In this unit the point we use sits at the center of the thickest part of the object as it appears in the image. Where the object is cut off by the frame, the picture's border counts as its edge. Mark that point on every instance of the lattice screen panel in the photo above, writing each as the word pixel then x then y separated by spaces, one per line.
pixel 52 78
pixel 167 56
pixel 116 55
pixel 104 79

========================================

Description of the task: Write out every record above, word for word.

Exercise result:
In this unit the point we use sits at the center of the thickest part of the object as it appears in the image. Where the object is cut off by the frame, the picture's border counts as its edge. Mark that point on every instance of the lattice screen panel in the photo above, writing each as the word pixel then x then y separated by spaces, one per line.
pixel 52 78
pixel 167 56
pixel 116 55
pixel 104 79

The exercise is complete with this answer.